#### [EXCERPT PROVIDED]
..............................

‘Companies should be committed to quality for their own survival’
R S Iyer has been spearheading quality assurance in pharma companies during his three decade long association with Glaxo Laboratories India Ltd in Mumbai. Iyer, a post graduate in Analysis of Foods, Drugs and Water from the Royal Society of Chemistry (RSC) London began his career as an analyst in the QC laboratory at Glaxo, rose to become the chief analyst in 1968 responsible for all aspects of QC of the company’s pharma products, chief QC manager, GM of Thane plant and served a brief stint as GM commercial before taking over as Corporate QA director and VP QA before retiring in 1985. A consultant to the pharmaceutical industry on GMP, QA, technical audits and compliance with regulatory requirements worldwide today, Iyer is the longest serving member of the Indian Pharmacopoeia Committee. In an interview with Vijaya K, Iyer lays stress on the committment for management for quality. Excerpts:
As a member, could you comment on the Indian Pharmacopoeia Committee?
I have done my best for what the Indian Pharmacopoeia Committee is today. With better representation from the industry now, there has been some improvement in the quality. The concept of a working group was also suggested in the group. We had a working group carrying out all the important functions of the Committee. With our efforts, the printing is no longer an exclusive right of the government printing press but done privately to improve the quality of IP. Now we are planning to set up an IP Commission to ensure safer and effective drugs which is expected to have its own funding arrangements and its own secretariat. The concept, awaiting cabinet clearance, will function as an autonomous body. The commission, if it gets cabinet nod, will be ready by next month. With a huge corpus given by the World Bank, it will bring about IP regularly.
The recommendation given by experts says that the commission should be a body of professional people and one should not be a member by virtue of holding an office. It should consist of professionals in the field of pharmacy, pharmacology, clinical laboratory and industry. Ultimately it is the industry which has to give standards and we hope that representatives of the industry will assist in setting up standards.
How has the transition been taking place in terms of QA or QC among the industry?

..............................

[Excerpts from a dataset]
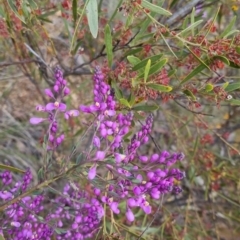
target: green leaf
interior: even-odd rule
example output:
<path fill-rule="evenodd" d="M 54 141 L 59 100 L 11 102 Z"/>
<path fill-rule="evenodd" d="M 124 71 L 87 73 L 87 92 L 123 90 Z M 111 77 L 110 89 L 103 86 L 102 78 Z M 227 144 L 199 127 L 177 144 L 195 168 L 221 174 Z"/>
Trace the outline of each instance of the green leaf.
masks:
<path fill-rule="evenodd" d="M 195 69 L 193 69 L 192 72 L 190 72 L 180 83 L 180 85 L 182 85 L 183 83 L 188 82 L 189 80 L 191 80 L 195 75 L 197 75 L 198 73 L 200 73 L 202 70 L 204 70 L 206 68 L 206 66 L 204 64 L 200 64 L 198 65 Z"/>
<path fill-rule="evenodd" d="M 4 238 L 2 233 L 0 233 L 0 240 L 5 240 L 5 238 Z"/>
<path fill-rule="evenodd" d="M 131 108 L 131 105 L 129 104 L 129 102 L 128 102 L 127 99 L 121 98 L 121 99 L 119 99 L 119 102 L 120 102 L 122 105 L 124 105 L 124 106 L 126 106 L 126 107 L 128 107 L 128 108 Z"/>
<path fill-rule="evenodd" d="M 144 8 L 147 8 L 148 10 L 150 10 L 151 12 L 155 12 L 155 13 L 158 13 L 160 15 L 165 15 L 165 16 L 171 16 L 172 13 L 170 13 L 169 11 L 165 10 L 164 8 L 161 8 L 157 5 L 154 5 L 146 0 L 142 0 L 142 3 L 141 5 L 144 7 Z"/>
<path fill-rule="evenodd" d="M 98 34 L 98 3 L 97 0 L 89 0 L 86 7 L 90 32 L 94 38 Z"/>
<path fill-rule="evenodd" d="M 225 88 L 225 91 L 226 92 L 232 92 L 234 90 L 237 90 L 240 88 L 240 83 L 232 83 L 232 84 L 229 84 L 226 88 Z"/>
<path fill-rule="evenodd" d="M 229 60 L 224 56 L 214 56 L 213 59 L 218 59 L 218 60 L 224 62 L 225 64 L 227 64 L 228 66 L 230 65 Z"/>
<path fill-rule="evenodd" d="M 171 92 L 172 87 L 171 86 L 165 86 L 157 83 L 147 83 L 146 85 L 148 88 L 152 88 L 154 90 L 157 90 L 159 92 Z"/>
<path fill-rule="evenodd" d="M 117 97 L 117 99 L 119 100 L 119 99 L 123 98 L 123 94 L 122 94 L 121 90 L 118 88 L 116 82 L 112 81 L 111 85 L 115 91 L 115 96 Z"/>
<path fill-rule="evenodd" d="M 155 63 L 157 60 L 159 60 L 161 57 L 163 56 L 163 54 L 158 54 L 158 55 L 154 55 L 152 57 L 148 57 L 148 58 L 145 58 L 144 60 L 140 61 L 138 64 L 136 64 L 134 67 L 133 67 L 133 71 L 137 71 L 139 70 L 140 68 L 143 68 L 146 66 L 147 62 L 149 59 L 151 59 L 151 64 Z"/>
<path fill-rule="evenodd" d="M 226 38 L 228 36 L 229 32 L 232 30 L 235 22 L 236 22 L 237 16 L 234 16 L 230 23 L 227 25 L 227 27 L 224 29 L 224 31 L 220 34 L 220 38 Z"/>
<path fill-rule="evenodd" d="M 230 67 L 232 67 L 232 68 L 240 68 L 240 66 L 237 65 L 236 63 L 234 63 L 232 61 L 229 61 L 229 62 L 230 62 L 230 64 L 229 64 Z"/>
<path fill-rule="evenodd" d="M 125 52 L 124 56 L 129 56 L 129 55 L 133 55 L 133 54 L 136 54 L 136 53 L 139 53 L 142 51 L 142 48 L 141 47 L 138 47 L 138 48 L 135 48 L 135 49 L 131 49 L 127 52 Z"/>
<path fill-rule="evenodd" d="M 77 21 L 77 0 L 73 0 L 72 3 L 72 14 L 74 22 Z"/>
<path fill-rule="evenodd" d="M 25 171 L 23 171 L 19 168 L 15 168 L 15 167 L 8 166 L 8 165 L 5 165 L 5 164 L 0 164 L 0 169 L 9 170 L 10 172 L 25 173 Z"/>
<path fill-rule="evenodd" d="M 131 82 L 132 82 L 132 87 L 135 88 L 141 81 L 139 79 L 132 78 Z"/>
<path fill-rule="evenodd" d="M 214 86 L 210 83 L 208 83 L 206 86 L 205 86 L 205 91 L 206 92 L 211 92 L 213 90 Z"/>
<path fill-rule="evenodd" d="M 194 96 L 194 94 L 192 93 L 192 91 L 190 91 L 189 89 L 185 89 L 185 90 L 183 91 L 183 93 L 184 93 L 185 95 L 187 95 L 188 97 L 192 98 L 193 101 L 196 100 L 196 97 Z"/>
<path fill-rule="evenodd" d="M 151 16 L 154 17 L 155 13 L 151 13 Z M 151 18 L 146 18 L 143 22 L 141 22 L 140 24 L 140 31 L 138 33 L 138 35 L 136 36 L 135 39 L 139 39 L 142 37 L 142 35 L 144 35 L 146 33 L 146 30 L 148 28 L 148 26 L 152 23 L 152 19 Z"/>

..............................

#### [ASSIGNED TASK 1]
Answer these questions from the interview with R S Iyer:
(a) In what subject did Iyer earn his postgraduate qualification?
(b) In what year did he become chief analyst?
(c) What is expected to give the proposed IP Commission a huge corpus?
#### [ASSIGNED TASK 2]
In the interview with R S Iyer, why does he hope that industry representatives will help set standards?
#### [ASSIGNED TASK 3]
Resume the interview with R S Iyer after its last question.
None of the rows are needed here.

#### [RESPONSE AREA 1]
(a) Analysis of Foods, Drugs and Water
(b) 1968
(c) The World Bank

#### [RESPONSE AREA 2]
He says that it is ultimately the industry which has to give standards.

#### [RESPONSE AREA 3]
Earlier it was difficult to get foreign approvals like USFDA for most of the companies. They want consultants to let them know how far the GMP is essential to satisfy the foreign requirements. Till recently much of our exports has been in the area of bulk drugs and hence the only inspection done by the foreign agencies were USFDA. Medium sized companies were not ready with their GMPs and they wanted me to tell them how they could go about it.
In 1988 with the implementation of Schedule M quite a lot of companies wanted to be GMP compliant. Today the exports are being done even for formulations and increasing number of companies are interested in getting advice for GMP for their formulations facilities.
How does the industry look at quality today?
Earlier, the industry did not have a systematic way of working. By and large, Indian companies suffered from poor documentation. Once the system were put in place, things started increasing and they realised that they got to build a name for quality. Unfortunately, the quality of students coming out from academic institutions is very poor. The few best are inclined to go abroad and the remaining are very much in demand and well paid. But the work they do is not satisfactory for the kind of money they earn.
What should be the priorities of the Indian industry to meet market requirements?
Productivity has to improve and labour laws have to be amended. Without any incentive to labourers’ higher production will suffer. Incentives to labourers and new technology in production are very crucial. There is also a need for better quality of supervision. Pharmacy education system is another area of importance. The syllabi is very outdated and they are not related to current method of production or today’s approach for new molecule research. The curriculum needs a drastic change and need more efficient teaching faculty. Today several retired industrialists are keen on putting up training institutes for various functions in pharma industry like quality control or production.
What is the potential for the Indian industry?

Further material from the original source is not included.